» **Supplied material**:

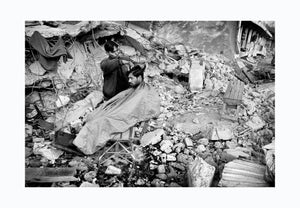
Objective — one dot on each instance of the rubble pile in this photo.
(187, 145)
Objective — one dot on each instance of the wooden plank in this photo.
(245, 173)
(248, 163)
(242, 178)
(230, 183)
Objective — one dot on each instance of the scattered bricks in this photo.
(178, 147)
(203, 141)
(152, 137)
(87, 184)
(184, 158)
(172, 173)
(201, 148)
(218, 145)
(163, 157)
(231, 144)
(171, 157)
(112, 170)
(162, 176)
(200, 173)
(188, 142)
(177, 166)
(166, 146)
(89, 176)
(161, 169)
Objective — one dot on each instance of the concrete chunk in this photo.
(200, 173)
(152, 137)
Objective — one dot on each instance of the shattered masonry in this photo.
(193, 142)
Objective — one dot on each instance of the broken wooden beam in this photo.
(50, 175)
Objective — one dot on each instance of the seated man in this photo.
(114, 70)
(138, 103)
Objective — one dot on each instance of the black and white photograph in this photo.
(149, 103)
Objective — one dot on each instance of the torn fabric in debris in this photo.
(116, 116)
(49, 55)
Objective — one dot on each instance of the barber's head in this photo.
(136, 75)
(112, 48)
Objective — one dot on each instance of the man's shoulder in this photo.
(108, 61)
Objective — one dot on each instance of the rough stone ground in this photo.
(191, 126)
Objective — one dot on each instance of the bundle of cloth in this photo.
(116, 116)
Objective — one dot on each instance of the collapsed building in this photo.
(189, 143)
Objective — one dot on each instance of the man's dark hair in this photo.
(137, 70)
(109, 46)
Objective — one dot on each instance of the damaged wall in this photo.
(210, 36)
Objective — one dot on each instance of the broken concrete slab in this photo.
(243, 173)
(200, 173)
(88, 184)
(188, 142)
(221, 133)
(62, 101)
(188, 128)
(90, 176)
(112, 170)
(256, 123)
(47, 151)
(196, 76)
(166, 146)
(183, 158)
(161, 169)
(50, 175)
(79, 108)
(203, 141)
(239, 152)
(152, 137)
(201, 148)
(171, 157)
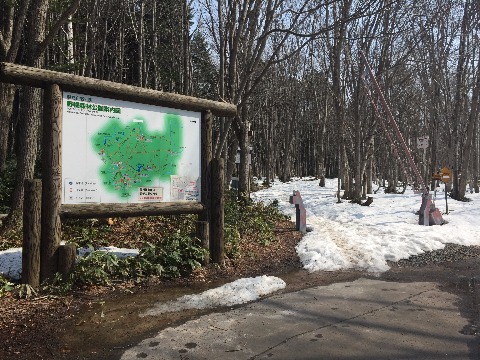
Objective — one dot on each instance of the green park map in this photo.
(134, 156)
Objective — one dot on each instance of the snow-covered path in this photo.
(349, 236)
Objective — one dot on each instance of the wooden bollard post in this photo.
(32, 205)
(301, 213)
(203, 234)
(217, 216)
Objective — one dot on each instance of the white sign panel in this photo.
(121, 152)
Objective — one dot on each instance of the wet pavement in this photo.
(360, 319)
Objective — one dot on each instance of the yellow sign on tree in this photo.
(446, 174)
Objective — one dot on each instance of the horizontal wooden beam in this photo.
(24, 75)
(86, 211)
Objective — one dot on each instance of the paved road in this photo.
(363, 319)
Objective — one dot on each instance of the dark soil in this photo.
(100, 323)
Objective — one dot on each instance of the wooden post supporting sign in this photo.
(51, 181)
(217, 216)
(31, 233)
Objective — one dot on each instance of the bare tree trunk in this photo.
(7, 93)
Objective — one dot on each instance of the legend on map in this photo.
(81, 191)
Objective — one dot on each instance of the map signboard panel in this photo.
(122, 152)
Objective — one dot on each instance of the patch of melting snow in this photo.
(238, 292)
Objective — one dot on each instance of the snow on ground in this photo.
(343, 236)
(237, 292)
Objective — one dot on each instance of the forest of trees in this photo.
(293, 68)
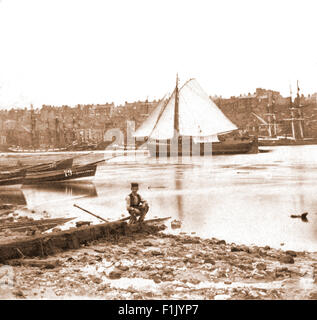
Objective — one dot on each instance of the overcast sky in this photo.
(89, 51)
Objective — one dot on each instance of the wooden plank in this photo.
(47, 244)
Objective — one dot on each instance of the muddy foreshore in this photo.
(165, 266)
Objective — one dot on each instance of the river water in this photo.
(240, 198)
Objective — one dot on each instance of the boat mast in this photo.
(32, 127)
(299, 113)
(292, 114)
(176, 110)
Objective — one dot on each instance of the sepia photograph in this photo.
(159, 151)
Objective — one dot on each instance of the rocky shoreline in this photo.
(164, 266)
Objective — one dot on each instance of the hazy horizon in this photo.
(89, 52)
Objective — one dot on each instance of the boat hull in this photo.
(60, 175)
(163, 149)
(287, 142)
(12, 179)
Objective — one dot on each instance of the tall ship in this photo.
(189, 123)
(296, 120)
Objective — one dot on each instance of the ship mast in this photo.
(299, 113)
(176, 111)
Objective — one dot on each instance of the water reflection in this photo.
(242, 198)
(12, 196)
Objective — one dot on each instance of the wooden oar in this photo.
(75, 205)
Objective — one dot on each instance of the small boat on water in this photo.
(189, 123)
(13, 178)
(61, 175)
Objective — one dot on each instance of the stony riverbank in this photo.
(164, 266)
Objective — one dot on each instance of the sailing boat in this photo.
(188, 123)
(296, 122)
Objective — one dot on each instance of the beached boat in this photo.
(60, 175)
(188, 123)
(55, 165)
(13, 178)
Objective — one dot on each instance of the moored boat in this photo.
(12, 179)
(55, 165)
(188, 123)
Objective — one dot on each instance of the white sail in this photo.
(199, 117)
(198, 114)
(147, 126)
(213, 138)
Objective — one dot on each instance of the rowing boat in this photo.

» **Task instructions**: An exact retyping of the entries, without images, is the required answer.

» **Answer to the problem**:
Objective — one dot on each instance of the rubble pile in this photo.
(187, 145)
Objective — one dot on each instance of the wooden plank in this photo.
(245, 173)
(248, 163)
(242, 178)
(230, 183)
Objective — one dot on each instance of the scattered bricks in this photo.
(178, 147)
(203, 141)
(152, 137)
(87, 184)
(184, 158)
(172, 173)
(201, 148)
(218, 145)
(163, 157)
(231, 144)
(171, 157)
(112, 170)
(162, 176)
(200, 173)
(188, 142)
(177, 166)
(166, 146)
(89, 176)
(161, 169)
Objective — one dot on each instance of the concrete chunk in this photo.
(200, 173)
(152, 137)
Objective — one dot on each instance of the shattered masonry in this photo.
(193, 142)
Objective — one dot on each instance of the broken wooden beam in this photo.
(50, 175)
Objective — one dot on each instance of the seated man in this photo.
(114, 70)
(138, 103)
Objective — one dot on each instance of the black and white photograph in this photo.
(149, 103)
Objective — one dot on each instance of the torn fabric in debris in this photo.
(116, 116)
(49, 55)
Objective — one dot on each instance of the barber's head in this photo.
(136, 75)
(112, 48)
Objective — one dot on each instance of the man's shoulder in this photo.
(108, 61)
Objective — one dot on each instance of the rough stone ground in this photo.
(191, 126)
Objective — one dot on each instance of the bundle of cloth in this photo.
(116, 116)
Objective — one dot on each instance of the collapsed building in this photo.
(189, 143)
Objective — one dot on each instance of the man's dark hair in this photo.
(137, 70)
(109, 46)
Objective — one dot on each instance of the damaged wall in this photo.
(210, 36)
Objective — one dot on each instance of the broken concrete slab in this photo.
(243, 173)
(200, 173)
(88, 184)
(188, 142)
(221, 133)
(62, 101)
(188, 128)
(90, 176)
(112, 170)
(256, 123)
(47, 151)
(196, 76)
(166, 146)
(183, 158)
(161, 169)
(50, 175)
(79, 108)
(203, 141)
(239, 152)
(152, 137)
(201, 148)
(171, 157)
Objective — one dot on each instance of the green park map in this photo.
(134, 156)
Objective — one dot on each instance of the snow-covered path in this photo.
(349, 236)
Objective — one dot on each instance of the wooden bollard post in this photo.
(32, 205)
(301, 213)
(203, 234)
(217, 216)
Objective — one dot on each instance of the white sign panel in this photo.
(121, 152)
Objective — one dot on each instance of the wet pavement in this photo.
(360, 319)
Objective — one dot on each instance of the yellow sign on tree in this photo.
(446, 174)
Objective — one dot on each instance of the horizontal wooden beam in this photo.
(24, 75)
(86, 211)
Objective — one dot on each instance of the paved road in this photo.
(363, 319)
Objective — one dot on each instance of the dark soil in this photo.
(100, 323)
Objective — one dot on each instance of the wooden post supporting sign in this photo.
(51, 181)
(217, 216)
(31, 233)
Objective — one dot on each instance of the bare tree trunk in this photo.
(7, 93)
Objective — one dot on each instance of the legend on map in this photo.
(81, 191)
Objective — one dot on each instance of the map signboard panel in this photo.
(122, 152)
Objective — one dot on each instance of the patch of melting snow in this photo.
(238, 292)
Objective — one dot on each instance of the snow on ground in this photo.
(343, 236)
(237, 292)
Objective — one dot on each instance of the forest of trees in this photo.
(293, 68)
Objective — one dot on each instance of the overcast sky in this photo.
(89, 51)
Objective — one dot on each instance of the wooden plank in this photo.
(47, 244)
Objective — one dot on each instance of the muddy foreshore in this photo.
(165, 266)
Objective — one dot on each instance of the river water in this photo.
(240, 198)
Objective — one dot on each instance of the boat mast in this photo.
(32, 127)
(299, 113)
(292, 114)
(176, 110)
Objective — one dot on each instance of the sepia photograph in this photo.
(159, 151)
Objective — one dot on each instance of the rocky shoreline in this photo.
(164, 266)
Objective — one dot on each instance of the hazy horizon in this photo.
(89, 52)
Objective — one dot on each instance of the boat hull in this photo.
(60, 175)
(163, 149)
(287, 142)
(12, 179)
Objective — one dot on each instance of the tall ship in this photo.
(189, 123)
(296, 120)
Objective — one dot on each instance of the ship mast in this photo.
(299, 113)
(176, 111)
Objective — one dot on each instance of the water reflection in this photo.
(242, 198)
(12, 196)
Objective — one dot on each instance of the wooden oar in this photo.
(75, 205)
Objective — one dot on each instance of the small boat on water in this photo.
(189, 123)
(13, 178)
(61, 175)
Objective — one dot on each instance of the stony riverbank in this photo.
(164, 266)
Objective — one dot on each instance of the sailing boat in this photo.
(188, 123)
(296, 122)
Objective — one dot on each instance of the beached boat in this photo.
(60, 175)
(188, 123)
(55, 165)
(13, 178)
Objective — one dot on each instance of the moored boat in this photo.
(12, 179)
(55, 165)
(188, 123)
Objective — one dot on each instance of the white sail in this photo.
(199, 117)
(198, 114)
(147, 126)
(213, 138)
Objective — one dot on each instance of the rowing boat in this photo.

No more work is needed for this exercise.